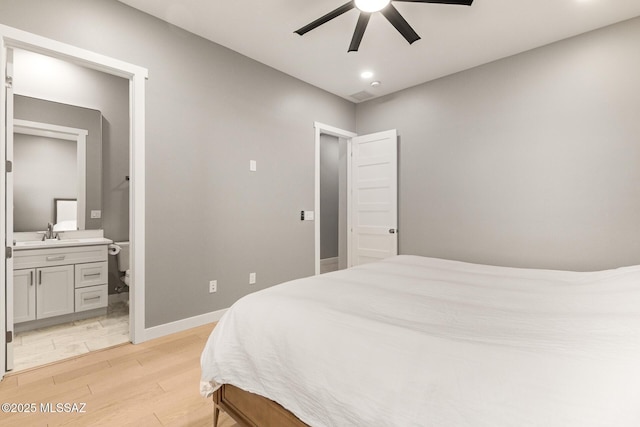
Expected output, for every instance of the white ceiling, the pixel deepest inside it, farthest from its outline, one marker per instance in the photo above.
(454, 38)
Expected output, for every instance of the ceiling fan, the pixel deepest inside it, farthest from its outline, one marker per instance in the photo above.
(367, 7)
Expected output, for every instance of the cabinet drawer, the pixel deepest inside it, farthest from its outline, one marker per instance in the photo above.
(91, 274)
(33, 258)
(91, 297)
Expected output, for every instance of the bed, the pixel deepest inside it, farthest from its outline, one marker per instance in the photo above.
(415, 341)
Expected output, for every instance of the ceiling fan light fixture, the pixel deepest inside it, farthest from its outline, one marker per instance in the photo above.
(371, 6)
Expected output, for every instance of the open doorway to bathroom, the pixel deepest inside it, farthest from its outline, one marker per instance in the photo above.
(59, 93)
(333, 203)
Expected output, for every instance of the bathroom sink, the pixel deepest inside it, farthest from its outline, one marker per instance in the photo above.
(32, 244)
(47, 242)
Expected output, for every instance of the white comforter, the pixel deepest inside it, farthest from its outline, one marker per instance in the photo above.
(414, 341)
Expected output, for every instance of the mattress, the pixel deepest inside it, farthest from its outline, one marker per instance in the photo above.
(414, 341)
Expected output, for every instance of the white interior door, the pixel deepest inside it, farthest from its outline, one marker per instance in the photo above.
(9, 208)
(374, 197)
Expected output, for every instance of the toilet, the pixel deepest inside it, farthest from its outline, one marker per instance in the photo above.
(121, 251)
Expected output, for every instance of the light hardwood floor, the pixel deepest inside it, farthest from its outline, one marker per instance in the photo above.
(150, 384)
(45, 345)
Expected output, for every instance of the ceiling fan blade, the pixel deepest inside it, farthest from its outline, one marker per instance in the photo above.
(460, 2)
(326, 18)
(393, 16)
(363, 20)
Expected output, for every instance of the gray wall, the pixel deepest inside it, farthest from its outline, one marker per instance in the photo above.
(528, 161)
(44, 169)
(329, 195)
(209, 111)
(39, 110)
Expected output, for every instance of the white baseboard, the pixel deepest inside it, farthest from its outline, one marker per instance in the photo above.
(329, 264)
(182, 325)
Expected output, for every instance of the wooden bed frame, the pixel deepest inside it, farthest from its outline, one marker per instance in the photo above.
(251, 410)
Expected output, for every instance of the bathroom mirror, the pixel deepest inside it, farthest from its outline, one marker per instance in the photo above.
(57, 166)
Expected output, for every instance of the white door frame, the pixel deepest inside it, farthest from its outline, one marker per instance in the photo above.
(13, 38)
(322, 129)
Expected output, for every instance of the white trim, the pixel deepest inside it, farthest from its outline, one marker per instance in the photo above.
(14, 38)
(322, 129)
(183, 325)
(329, 264)
(79, 136)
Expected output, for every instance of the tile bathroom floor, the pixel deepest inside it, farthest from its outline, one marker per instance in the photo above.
(41, 346)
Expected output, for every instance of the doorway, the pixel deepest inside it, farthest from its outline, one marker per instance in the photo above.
(335, 144)
(333, 203)
(11, 39)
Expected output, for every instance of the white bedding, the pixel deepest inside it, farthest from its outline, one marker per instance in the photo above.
(413, 341)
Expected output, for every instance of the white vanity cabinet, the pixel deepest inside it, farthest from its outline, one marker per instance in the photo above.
(24, 295)
(57, 281)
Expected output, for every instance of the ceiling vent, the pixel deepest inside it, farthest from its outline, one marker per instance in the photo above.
(361, 96)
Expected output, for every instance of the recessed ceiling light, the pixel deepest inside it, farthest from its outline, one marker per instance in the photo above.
(371, 5)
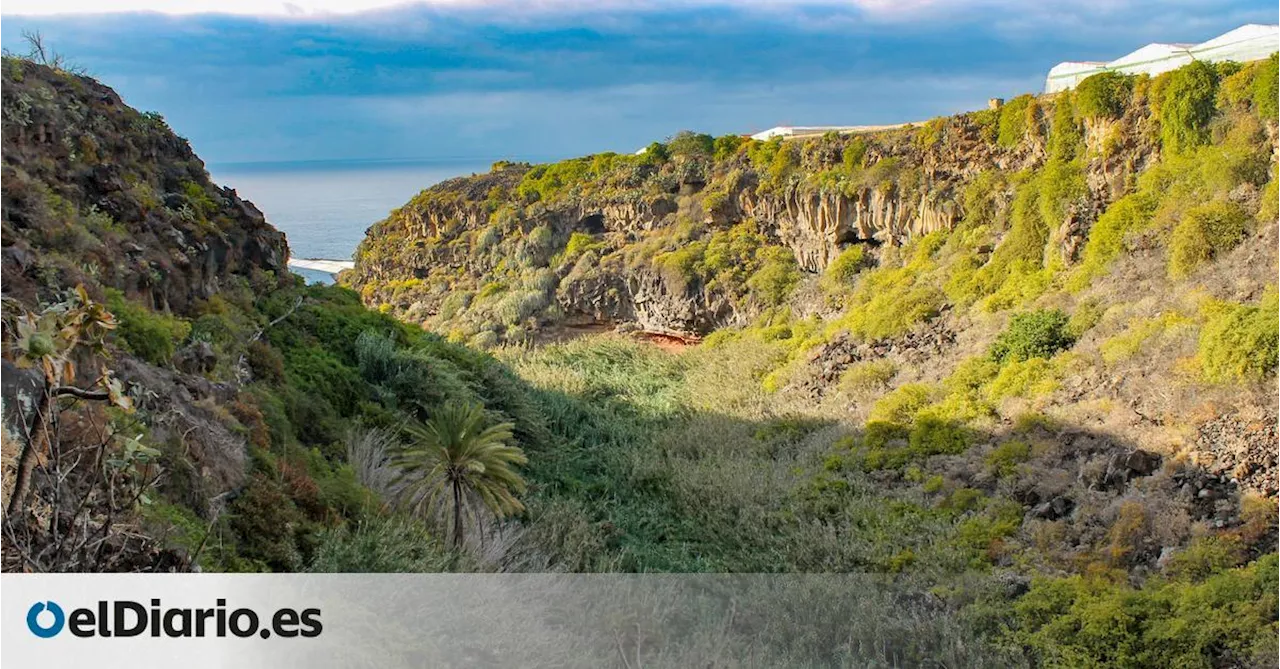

·····

■ EXERCISE INSTRUCTIONS
Write every line of the rows above as a JSON list of strings, one string per line, with blank lines omitted. Leave the pictures out of the answer.

■ SOLUTION FOR THIS TASK
[
  "Expected output, for every instance of the white ceiling, the pixel deepest inside it, farthest from its outline, one marker per instance in the photo above.",
  "(454, 38)",
  "Expected output, for every instance of the ceiling fan, the pixel deepest inside it, farthest from its outline, one marker per instance in the photo above.",
  "(367, 7)",
  "Expected output, for every instance of the cabinet drawer, the pixel deepest inside it, farthest from its outline, one marker per instance in the photo above.",
  "(91, 274)",
  "(33, 258)",
  "(91, 297)",
  "Expected output, for every instance of the bed, the pixel deepest inside it, farthest from its outline, one marker per instance in the photo above.",
  "(415, 341)",
  "Expected output, for every instance of the ceiling fan light fixture, the pixel deepest inside it, farthest from its outline, one marker per instance in the photo above.",
  "(371, 6)",
  "Expected output, for every instance of the open doorway to bathroom, the pixel deepest inside it, farthest from its outline, one marker per instance in the photo above.",
  "(59, 93)",
  "(333, 203)",
  "Expected output, for every instance of the bathroom sink, the pixel deepest inside it, farthest from its outline, one marker per instance in the photo above.",
  "(32, 244)",
  "(47, 242)",
  "Expected output, for every instance of the white comforter, the pixel deepest inside it, farthest from its outline, one marker per instance in the photo above.",
  "(414, 341)",
  "Expected output, for every instance of the mattress, the pixel deepest inside it, farthest from its outline, one marker per instance in the photo above.",
  "(414, 341)",
  "Expected output, for every instance of the white interior door, the pixel deepest inside it, farthest from its outline, one marker per instance in the photo above.",
  "(9, 208)",
  "(374, 197)",
  "Expected output, for every instance of the toilet, the pixel deepest inside it, farthest from its outline, one marker per instance in the photo above.",
  "(121, 251)",
  "Expected output, for every instance of the light hardwood floor, the pixel deepest inside it, farthest from its outline, one marker per instance in the photo above.",
  "(150, 384)",
  "(45, 345)",
  "Expected output, for every instance of the ceiling fan blade, the pixel deepest inside it, farthest from its outline, one marker per instance in the photo above.",
  "(460, 2)",
  "(326, 18)",
  "(393, 16)",
  "(363, 20)",
  "Expected output, for every instance of the gray wall, the pixel deepest inside it, farthest from its outline, one marker per instance in the photo above.",
  "(528, 161)",
  "(44, 169)",
  "(329, 195)",
  "(209, 111)",
  "(39, 110)",
  "Expected output, for every instance of the white baseboard, the pixel deepest inside it, farthest from its outline, one marker per instance in the photo above.",
  "(329, 264)",
  "(182, 325)",
  "Expected output, for every instance of the wooden bed frame, the pixel deepest inside it, farthest from its outline, one marker per instance in the photo above.",
  "(251, 410)",
  "Expected output, for every instance of the bathroom mirror, the pixel deepest inside it, farthest from its outline, one marker per instance in the photo above.",
  "(57, 166)",
  "Expected output, for every instance of the white door frame, the pixel deepest inside it, farthest from its outline, one marker per instance in the photo above.",
  "(13, 38)",
  "(322, 129)",
  "Expected output, for every instance of the white trim, the pixel deepest inside it, farthest from its outline, one marker per instance in the photo above.",
  "(14, 38)",
  "(322, 129)",
  "(183, 325)",
  "(329, 264)",
  "(79, 136)",
  "Expected output, for every instance of the tile bathroom floor, the pixel deepest inside it, farthest from its outline, one marker per instance in the photo above.",
  "(41, 346)",
  "Expected output, for every instance of the doorway, the pixel deepest inside it, farthest from its outline, one marker per instance in the photo above.",
  "(335, 144)",
  "(333, 203)",
  "(11, 39)",
  "Expected output, for every instance of the white bedding, the pixel deepest inside it, farthest from its outline, one marker per instance in the photo above.",
  "(413, 341)",
  "Expected output, for every instance of the white vanity cabinet, the pixel deepest inside it, farthest from its outline, one marker per instance in the photo above.",
  "(24, 295)",
  "(57, 281)",
  "Expected output, for every instance of the ceiling vent, the pixel deepest inside it, farthest from its outline, one marker per instance in the photo above.",
  "(361, 96)",
  "Expected output, for every instance of the recessed ceiling light, the pixel deepest inside it, farthest from its outline, one marker per instance in the photo above.",
  "(371, 5)"
]